--- Begin Selection ---

# whats your "go to" deer rifle?



## 65rbdodge (Nov 16, 2007)

i`m sure most of you own a few deer rifles and have your favorite. what is it? out of all my rifles it is my ruger m77 mkII stainless in .260rem. i have shot quite a few deer with it and one black bear. not one animal had an exit wound and none ran more than 10yds. they were all single shot kills using ballistic tips(before i started relaoding) or hornady SST`s.


----------



## hunt4P&amp;Y (Sep 23, 2004)

270 WSM in a Browning A-bolt. Shooting 130 Balistic tips, and if I have a buck tag the new Supreme Elites. Great bullet!

OR my 300 WSM in a Kimber with a Khales scope, OR 
my .338 in a Browning a-bolt.

Most of the time it is the 270, but the others get brought out if the situation is right! :lol:


----------



## Gildog (Jan 30, 2007)

Ruger M77 in 300 Rem Mag, w/nikon 3x9 scope
180 gr nosler partition or bonded trophy

20-30 deer and one elk all "DRT"
only a couple deer have gone about than 40 yards.


----------



## 25-06rem. (Jul 6, 2007)

rem.700 bdl 25-06, shooting 117 btsp with a weaver k-4. love the gun never lets me down

or is it my rem. 700. (tricked out) .223 hum or maybe??????

yup my rems.


----------



## iwantabuggy (Feb 15, 2005)

I have used my 7x57, 270, and 300 WM. All are Savages. I also have a Rem Model 7 in 260, but it's accuracy is not as good as the Savages.

My favorite is the 300 WM, but only because of the extreme flatness of the trajectory. With a 6 inch diameter vital zone I get a 265 yard zero and I am only -27.6 at 500 yards.


----------



## clampdaddy (Aug 9, 2006)

My go to rig is a winchester model 70 classic laminated in 270wsm. with either factory 130gr bst or handloaded 110gr barnes tsx loads.


----------



## johndeerel (Jan 6, 2007)

300 winchester short magnume in a winchester super shadow


----------



## Bgunit68 (Dec 26, 2006)

Browning BAR Safari 300 Win Mag w/BOSS with 150gr Winchester Ballistic Silvertip. Although, there is an area around here you can only hunt with a Bow, Shotgun or muzzleloader. I just bought a TCA Triumph. I sighted it in on Saturday. That thing is dead on at 100 yards. I use the Superglide Shock wave by TCA and 110gr (one 50gr and two 30gr) Pyrodex Pellets. I had a ball shooting that thing. Those Super Glides are a lot easier to load that the Hornadys. I think they are a bit more accurate too.


----------



## sasklab10 (Jun 21, 2006)

Savage in 270 WSM with 130 gr. Barnes TSX.


----------



## Neanderthal (Oct 30, 2007)

Weatherby Vanguard 30-06. I don't even know for sure how many whitetails I have harvested with it. I've been shooting it for 26 years with no problems, and it is in nearly new condition.


----------



## axisslayer (Nov 21, 2007)

--- End Selection ---

> **Stated task 1**: In the deer rifle thread, why does the poster iwantabuggy name the 300 WM as a favorite? Answer in one to three sentences.
> **Stated task 2**: Carry the deer rifle thread forward from the point where it stops.

--- Begin Material provided ---

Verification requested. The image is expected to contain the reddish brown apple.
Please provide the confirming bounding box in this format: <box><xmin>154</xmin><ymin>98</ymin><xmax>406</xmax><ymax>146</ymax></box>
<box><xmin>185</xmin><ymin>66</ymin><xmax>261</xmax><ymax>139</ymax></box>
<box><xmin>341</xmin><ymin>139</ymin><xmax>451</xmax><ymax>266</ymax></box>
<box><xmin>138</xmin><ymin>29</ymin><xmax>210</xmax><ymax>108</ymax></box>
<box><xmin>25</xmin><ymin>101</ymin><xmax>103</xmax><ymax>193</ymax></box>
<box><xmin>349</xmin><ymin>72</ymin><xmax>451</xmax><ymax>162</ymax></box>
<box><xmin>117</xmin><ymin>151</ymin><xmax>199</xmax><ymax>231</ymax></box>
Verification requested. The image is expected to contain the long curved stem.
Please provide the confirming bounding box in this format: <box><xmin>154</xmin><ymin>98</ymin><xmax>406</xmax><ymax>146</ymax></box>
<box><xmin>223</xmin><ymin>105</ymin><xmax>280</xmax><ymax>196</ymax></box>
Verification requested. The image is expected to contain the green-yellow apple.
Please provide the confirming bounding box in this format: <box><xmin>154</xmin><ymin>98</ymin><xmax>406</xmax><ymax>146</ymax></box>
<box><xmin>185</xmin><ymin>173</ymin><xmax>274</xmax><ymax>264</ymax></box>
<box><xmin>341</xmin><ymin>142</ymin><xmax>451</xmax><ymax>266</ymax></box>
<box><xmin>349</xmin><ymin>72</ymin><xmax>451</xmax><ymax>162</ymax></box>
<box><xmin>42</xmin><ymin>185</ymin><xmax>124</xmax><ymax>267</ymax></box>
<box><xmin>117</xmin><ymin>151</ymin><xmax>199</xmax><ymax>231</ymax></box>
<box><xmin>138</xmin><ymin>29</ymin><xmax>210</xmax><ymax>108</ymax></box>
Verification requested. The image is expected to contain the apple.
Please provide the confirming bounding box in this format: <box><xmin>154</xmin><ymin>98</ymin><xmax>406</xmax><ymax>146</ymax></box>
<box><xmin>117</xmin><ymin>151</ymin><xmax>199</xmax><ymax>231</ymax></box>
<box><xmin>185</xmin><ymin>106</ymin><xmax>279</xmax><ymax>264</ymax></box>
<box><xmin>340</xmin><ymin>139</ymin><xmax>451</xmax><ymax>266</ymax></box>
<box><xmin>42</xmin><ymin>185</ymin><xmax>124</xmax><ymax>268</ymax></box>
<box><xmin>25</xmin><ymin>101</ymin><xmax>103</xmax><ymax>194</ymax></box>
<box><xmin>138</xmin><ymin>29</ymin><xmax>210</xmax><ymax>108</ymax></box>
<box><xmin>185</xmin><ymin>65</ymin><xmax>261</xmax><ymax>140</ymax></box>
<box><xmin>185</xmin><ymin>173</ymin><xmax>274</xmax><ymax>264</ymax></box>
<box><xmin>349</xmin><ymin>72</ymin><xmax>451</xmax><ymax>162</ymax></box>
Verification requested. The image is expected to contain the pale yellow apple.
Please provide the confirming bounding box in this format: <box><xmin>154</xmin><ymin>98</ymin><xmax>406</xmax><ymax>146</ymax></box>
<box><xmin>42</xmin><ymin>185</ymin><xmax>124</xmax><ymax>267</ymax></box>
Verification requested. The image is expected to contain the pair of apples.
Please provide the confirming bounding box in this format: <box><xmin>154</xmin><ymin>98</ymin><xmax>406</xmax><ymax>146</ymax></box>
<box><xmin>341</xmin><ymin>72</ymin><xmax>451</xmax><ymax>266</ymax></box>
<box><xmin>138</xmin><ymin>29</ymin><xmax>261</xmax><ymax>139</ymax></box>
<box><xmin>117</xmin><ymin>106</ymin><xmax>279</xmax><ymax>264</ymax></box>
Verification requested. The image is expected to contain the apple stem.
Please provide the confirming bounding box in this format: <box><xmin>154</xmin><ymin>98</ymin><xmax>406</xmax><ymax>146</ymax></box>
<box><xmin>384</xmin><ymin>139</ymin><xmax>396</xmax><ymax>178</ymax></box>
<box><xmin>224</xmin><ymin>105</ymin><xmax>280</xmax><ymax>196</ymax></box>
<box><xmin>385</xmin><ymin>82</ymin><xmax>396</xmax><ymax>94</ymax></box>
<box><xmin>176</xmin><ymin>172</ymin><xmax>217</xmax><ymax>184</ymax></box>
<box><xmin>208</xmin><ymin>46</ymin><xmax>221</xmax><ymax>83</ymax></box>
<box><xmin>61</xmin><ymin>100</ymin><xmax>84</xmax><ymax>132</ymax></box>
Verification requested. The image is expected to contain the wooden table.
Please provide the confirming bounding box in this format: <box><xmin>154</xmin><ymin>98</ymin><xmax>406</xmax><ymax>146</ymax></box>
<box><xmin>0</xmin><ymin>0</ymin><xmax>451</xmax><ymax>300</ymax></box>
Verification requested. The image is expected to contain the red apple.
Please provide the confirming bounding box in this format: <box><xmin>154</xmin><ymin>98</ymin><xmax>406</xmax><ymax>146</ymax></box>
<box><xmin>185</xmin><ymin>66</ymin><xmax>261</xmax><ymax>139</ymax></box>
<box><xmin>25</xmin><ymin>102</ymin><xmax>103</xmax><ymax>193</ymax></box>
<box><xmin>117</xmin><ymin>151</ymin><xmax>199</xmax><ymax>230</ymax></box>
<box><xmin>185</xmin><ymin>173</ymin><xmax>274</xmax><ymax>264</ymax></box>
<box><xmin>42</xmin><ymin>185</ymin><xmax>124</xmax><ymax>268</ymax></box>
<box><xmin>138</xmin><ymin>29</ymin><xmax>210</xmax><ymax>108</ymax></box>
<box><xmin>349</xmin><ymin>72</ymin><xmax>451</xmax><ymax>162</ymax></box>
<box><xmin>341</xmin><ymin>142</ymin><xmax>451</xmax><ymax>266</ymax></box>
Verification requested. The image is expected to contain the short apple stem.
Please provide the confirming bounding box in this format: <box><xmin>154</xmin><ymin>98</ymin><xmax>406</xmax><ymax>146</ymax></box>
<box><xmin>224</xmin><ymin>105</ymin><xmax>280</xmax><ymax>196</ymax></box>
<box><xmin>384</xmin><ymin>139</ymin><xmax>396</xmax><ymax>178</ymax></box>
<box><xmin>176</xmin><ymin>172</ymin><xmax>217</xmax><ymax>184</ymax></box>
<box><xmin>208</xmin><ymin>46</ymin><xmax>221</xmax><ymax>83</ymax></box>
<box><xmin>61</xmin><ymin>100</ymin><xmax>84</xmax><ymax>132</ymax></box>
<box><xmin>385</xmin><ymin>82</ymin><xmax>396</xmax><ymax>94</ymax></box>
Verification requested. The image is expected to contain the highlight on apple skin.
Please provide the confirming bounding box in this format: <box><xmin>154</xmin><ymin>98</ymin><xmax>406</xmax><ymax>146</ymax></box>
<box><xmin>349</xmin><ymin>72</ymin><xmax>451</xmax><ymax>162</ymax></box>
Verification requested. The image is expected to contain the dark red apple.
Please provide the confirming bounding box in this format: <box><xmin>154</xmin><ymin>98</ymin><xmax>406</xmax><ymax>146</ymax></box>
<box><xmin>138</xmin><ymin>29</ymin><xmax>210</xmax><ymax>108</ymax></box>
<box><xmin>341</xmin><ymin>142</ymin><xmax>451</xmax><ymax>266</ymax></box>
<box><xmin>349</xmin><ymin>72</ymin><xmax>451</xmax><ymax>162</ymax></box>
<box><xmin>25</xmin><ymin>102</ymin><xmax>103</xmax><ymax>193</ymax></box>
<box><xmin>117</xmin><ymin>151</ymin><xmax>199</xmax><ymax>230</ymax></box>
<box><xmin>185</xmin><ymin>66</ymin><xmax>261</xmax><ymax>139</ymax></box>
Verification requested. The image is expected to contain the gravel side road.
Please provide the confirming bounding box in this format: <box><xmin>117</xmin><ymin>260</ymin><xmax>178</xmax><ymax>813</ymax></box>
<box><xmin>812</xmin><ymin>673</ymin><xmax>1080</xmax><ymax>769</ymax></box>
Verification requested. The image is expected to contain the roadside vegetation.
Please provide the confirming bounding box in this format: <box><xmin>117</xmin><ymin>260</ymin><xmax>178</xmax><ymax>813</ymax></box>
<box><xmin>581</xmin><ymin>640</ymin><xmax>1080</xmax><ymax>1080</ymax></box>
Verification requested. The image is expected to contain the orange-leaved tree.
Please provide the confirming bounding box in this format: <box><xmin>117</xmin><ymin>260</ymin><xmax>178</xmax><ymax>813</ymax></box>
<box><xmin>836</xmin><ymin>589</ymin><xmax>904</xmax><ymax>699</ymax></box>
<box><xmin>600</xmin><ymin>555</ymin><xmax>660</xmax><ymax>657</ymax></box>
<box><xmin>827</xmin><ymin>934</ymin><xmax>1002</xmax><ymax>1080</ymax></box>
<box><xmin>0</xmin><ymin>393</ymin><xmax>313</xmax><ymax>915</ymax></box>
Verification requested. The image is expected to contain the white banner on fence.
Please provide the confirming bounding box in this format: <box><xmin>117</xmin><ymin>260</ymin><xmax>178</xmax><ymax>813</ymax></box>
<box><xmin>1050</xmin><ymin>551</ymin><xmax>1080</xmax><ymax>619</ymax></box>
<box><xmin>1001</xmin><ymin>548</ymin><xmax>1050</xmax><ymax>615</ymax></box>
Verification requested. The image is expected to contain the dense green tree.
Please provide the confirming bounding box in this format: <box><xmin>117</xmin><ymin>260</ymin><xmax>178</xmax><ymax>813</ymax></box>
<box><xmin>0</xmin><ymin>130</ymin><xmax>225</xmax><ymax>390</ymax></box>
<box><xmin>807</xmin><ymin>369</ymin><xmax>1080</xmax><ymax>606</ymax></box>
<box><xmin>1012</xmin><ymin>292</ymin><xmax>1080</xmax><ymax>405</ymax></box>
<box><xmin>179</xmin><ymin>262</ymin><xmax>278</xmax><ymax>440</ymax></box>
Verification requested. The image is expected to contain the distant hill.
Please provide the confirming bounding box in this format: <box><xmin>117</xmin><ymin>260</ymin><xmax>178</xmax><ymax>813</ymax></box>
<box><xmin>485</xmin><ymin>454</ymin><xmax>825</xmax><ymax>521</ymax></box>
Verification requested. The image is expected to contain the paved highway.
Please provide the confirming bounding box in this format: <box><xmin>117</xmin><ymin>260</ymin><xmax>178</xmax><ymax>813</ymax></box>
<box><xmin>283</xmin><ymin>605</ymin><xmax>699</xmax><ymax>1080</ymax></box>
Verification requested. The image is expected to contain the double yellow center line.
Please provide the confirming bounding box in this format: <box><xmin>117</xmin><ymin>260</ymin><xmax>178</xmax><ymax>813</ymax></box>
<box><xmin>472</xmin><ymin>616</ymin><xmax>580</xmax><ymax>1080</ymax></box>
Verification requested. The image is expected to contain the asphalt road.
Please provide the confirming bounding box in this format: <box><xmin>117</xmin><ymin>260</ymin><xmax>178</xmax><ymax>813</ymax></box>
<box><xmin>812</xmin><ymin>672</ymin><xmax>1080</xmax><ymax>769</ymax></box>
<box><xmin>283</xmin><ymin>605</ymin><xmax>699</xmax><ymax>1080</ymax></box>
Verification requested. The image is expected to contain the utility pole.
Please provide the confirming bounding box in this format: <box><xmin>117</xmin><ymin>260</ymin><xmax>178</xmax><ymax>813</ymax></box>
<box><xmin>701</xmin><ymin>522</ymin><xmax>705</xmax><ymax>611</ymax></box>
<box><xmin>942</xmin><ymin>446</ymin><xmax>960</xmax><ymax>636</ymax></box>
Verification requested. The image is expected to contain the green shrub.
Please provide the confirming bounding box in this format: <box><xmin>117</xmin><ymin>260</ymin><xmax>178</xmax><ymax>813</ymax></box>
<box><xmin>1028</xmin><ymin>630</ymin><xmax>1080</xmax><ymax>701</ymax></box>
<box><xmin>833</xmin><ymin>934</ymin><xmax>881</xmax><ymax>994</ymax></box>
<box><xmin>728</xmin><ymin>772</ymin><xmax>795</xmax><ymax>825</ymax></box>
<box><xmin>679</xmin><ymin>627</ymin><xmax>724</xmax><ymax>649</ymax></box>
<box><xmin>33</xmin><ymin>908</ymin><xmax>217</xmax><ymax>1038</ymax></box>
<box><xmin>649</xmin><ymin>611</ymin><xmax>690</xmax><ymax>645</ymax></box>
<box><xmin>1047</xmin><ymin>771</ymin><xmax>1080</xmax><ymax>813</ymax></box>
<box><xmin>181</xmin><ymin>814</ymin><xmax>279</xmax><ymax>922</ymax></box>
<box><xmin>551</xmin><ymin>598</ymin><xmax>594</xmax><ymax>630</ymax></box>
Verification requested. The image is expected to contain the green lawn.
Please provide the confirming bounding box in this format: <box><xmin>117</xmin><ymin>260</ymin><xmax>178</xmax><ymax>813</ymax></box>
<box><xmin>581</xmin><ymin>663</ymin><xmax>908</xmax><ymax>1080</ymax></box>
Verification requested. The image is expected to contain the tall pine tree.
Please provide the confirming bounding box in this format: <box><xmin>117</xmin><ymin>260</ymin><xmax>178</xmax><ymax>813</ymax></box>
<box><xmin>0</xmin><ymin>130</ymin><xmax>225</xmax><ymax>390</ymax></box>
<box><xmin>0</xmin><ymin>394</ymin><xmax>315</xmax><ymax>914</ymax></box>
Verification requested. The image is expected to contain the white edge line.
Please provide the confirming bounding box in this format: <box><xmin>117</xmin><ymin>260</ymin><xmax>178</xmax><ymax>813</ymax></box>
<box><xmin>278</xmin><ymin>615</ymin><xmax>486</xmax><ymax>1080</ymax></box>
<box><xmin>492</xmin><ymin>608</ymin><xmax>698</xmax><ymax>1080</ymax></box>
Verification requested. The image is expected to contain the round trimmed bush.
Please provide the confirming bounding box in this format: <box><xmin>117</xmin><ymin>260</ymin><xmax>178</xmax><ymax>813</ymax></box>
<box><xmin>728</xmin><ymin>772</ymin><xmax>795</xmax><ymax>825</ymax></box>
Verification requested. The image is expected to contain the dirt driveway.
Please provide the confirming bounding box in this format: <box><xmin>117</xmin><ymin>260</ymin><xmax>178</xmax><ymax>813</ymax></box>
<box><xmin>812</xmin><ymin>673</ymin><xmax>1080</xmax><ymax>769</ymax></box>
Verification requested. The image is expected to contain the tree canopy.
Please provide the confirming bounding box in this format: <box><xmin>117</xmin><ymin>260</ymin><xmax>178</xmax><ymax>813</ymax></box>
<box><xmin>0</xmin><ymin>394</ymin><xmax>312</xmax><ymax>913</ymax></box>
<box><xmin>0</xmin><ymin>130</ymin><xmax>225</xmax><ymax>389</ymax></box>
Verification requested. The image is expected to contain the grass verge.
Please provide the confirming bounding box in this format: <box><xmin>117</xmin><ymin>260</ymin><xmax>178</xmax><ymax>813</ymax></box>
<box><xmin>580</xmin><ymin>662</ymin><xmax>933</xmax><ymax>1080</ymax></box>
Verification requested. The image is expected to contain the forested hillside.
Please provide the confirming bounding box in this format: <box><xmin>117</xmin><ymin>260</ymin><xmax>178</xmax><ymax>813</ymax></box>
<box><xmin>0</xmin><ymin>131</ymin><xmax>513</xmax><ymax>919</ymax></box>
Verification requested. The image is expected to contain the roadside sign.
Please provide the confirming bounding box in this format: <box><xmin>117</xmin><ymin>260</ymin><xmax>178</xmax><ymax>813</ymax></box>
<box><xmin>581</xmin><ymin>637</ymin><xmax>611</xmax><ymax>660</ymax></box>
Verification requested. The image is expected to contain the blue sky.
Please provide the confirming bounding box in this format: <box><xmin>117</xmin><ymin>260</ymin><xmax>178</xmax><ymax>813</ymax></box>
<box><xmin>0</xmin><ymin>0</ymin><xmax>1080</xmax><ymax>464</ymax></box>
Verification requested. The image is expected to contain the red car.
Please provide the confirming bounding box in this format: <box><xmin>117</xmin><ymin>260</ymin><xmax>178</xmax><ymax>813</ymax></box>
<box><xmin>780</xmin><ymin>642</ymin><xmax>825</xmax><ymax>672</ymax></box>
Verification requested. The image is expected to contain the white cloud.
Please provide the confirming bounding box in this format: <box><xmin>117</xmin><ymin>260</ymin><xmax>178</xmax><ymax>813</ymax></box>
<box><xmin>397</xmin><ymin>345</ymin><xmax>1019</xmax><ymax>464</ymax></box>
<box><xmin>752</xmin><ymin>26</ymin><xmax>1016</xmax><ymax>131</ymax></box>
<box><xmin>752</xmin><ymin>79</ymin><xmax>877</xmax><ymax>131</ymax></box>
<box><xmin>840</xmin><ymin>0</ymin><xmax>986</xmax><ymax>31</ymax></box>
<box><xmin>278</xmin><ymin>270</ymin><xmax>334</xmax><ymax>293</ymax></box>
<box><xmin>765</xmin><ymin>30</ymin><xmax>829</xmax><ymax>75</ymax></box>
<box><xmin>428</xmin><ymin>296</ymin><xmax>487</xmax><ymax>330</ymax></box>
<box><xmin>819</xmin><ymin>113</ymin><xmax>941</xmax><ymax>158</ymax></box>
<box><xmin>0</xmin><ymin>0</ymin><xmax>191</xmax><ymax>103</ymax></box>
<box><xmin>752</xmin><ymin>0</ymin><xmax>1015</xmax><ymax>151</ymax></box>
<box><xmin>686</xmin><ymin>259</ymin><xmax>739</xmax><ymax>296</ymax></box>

--- End Material provided ---

> **Task response 1**: iwantabuggy favors the 300 WM only because of the extreme flatness of its trajectory. With a 6-inch vital zone, that rifle allows a 265-yard zero.

> **Task response 2**:
:sniper: My go to gun is a 6mm Saint Hubert made in England, I live in the Texas Hill country and I shoot a lot of axis deer. The place where I work pays me to hunt them for other employees or for families that need meat. So far I have taken about 250 axis with the 6mm. Great gun. Longest shot was 285 yards.. One shot kill, in the neck. This is over a 4 year period.


----------



## jwdinius1 (Dec 14, 2006)

mine is the remington model 700 adl 7mm. i shoot 150gr ballistic tip reloads and it usually does a great job!


----------



## bnbrk94 (Sep 25, 2006)

I shoot a tikka t3 stainless 7-08 with 139 grain hornady interlocks. Accurate little setup.


----------



## Savage Rookie (Oct 10, 2006)

NEF handi rifle in .270.

First deer rifle I recieved from my dad for a hard summers worth of work when I was 13. Only rifle I've ever used for deer.


----------



## jrricher (Sep 8, 2007)

Model 788 in .308 shooting 165 grain boattail is fine for me, tried the Fusion from imperial, suposed to hold 1425 ftlbs @ 400 yards, seems high for store bought but they do hit hard.


----------



## Teufelhunden (Dec 4, 2007)

If I could only own 1 rifle it would be my .264 Win Mag. Kills everything from coyotes to Elk cleanly and humanely. However, for these small Texas whitetail I prefer the 22-250. I have never had to blood trail a deer with that rifle.
I struggled with picking the .264 over the 25-06 but in the end it came down to personal preference.


----------



## iwantabuggy (Feb 15, 2005)

264 Mag is one heck of rifle. Wish I had one.


----------



## Teufelhunden (Dec 4, 2007)

iwantabuggy said:


> 264 Mag is one heck of rifle. Wish I had one.


Thanks iwantabuggy, I actually have 2. Both are on remington 700 actions. The first was given to me by my dad as a gift when I turned 12 He had a custom stock carved out of a fence post. Its without a doubt the finest rifle I own but the stock doesnt really fit me anymore. I will pass it on to my son when he is mature enough.
The second I bought about 2 months ago its a stainless 26" barrel with a bell and carson stock. I had the trigger reworked now I am looking for new glass to mount.


----------



## darkgael (Feb 10, 2006)

A Rizzini 90L O/U 30-06. 180gr. Spitzers at 2600fps.
Pete


----------



## dd6 (Dec 2, 2007)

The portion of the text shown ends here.